# EXERCISE INSTRUCTIONS:
How many of the lines below contain the string "white"? Case counts, so reply with the number alone.

------------------------------------------------------------------------

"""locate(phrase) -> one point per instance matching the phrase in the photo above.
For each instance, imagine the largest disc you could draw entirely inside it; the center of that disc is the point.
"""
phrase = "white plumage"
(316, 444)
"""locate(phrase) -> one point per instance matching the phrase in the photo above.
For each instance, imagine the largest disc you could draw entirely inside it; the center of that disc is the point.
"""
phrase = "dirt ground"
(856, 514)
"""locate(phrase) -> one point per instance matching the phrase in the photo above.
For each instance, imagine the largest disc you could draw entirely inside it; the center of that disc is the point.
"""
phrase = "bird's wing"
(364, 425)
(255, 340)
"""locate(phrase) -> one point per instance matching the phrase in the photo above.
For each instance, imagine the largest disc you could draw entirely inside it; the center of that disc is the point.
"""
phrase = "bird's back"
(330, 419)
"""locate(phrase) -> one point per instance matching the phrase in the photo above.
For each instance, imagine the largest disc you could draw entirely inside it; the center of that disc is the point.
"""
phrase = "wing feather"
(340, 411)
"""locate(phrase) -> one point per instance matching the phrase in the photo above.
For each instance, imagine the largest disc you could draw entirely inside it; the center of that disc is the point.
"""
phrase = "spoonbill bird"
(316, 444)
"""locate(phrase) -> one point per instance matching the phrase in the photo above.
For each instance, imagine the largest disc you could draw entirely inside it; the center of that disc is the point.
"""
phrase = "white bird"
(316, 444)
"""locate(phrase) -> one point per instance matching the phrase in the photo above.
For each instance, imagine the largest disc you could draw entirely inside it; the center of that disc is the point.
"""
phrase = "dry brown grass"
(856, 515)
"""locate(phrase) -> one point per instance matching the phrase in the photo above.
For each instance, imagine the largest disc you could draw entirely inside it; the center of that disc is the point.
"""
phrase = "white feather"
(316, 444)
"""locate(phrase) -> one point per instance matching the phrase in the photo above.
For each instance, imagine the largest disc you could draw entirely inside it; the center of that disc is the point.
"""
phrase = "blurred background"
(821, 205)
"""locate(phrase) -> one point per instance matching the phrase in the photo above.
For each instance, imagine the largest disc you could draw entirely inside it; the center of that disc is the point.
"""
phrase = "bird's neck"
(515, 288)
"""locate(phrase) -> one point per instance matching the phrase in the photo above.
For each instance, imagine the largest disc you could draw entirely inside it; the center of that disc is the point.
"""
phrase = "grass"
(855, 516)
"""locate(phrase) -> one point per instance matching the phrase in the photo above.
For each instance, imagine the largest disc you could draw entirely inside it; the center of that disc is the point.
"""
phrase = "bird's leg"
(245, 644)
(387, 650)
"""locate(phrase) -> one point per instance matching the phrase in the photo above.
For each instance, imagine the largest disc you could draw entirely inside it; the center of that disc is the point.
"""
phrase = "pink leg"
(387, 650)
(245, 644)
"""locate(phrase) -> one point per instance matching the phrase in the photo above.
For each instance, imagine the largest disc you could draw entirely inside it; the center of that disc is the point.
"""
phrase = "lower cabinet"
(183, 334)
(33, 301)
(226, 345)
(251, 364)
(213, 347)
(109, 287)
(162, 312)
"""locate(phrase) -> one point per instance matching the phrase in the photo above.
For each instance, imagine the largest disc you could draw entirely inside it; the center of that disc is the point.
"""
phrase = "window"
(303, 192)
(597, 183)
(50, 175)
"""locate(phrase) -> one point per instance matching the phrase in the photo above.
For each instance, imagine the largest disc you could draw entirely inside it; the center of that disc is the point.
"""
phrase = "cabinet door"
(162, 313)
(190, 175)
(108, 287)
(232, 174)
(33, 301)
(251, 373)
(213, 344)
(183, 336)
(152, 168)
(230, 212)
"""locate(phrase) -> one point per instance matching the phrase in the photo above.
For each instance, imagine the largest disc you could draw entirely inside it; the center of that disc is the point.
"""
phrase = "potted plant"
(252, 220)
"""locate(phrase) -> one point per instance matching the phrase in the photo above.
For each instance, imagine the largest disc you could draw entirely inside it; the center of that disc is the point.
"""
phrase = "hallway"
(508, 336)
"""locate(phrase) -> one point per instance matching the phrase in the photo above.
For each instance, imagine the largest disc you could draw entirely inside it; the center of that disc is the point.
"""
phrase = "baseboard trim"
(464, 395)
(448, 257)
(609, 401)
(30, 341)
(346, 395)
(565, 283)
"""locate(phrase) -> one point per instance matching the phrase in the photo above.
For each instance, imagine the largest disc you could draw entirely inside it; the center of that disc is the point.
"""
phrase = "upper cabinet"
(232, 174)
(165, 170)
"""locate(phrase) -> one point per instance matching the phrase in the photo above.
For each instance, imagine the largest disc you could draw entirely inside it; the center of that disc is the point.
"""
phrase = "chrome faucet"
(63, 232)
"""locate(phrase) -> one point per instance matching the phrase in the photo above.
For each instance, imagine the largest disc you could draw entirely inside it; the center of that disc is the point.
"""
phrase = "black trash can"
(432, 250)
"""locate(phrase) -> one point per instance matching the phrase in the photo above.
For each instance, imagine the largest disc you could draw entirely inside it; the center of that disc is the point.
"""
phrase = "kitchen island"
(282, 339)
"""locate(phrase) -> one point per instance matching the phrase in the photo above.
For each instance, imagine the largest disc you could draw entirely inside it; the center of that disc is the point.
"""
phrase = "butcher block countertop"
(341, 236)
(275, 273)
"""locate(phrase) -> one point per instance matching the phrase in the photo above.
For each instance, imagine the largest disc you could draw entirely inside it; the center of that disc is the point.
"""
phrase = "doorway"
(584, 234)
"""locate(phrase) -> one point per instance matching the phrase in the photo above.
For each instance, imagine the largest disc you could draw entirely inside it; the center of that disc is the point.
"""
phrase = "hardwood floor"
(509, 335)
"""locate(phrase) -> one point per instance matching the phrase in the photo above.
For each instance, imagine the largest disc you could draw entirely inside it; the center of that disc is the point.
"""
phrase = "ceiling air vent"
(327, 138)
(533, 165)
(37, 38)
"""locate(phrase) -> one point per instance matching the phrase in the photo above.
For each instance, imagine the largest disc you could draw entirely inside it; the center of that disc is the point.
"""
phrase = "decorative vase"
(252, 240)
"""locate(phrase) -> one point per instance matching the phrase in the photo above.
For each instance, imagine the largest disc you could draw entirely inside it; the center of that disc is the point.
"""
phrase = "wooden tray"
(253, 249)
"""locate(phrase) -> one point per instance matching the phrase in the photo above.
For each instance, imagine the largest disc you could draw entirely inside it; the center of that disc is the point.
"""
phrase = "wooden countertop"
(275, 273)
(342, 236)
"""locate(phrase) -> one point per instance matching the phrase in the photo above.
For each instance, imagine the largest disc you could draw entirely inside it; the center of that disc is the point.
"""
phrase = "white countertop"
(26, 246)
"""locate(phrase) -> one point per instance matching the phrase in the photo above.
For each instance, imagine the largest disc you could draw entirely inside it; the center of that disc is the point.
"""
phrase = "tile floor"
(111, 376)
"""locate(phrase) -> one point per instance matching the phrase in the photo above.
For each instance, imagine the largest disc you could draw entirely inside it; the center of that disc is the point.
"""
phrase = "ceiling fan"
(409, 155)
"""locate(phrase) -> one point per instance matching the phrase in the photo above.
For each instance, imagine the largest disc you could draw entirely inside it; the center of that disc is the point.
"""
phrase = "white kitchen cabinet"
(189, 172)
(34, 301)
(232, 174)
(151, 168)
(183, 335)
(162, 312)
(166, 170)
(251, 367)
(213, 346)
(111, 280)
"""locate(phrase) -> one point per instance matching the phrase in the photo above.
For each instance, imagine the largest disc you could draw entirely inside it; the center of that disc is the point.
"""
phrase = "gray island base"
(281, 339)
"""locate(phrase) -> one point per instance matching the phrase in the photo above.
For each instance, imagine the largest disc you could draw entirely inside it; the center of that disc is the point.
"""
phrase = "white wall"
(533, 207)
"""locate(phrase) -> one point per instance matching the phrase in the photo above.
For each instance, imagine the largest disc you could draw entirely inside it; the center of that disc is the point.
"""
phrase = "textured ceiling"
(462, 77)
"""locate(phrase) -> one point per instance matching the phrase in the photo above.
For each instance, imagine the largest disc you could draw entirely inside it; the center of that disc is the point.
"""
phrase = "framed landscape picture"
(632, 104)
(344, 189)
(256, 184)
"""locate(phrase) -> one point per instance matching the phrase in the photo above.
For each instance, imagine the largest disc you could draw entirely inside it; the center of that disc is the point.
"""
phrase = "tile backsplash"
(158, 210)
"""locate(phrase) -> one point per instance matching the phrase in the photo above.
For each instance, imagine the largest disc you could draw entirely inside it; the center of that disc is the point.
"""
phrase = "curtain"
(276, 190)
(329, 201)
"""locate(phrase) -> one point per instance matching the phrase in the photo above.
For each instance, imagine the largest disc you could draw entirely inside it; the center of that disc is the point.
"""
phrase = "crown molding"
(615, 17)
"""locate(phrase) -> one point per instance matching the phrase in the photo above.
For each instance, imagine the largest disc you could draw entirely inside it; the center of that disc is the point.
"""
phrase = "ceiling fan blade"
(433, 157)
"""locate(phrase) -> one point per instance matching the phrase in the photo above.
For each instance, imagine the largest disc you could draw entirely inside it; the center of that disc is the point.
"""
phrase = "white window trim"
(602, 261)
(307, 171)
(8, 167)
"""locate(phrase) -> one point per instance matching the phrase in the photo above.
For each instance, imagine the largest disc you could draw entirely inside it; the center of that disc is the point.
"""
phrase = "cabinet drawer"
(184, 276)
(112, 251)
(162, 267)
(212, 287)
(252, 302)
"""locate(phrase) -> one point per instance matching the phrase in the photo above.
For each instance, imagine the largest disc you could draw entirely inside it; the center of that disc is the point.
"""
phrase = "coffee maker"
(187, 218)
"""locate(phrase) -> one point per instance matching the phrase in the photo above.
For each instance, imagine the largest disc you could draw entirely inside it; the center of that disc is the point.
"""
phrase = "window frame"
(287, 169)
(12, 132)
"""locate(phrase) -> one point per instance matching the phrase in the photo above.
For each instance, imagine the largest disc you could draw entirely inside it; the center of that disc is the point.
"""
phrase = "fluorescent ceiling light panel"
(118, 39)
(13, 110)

------------------------------------------------------------------------

# ANSWER TO THIS TASK:
7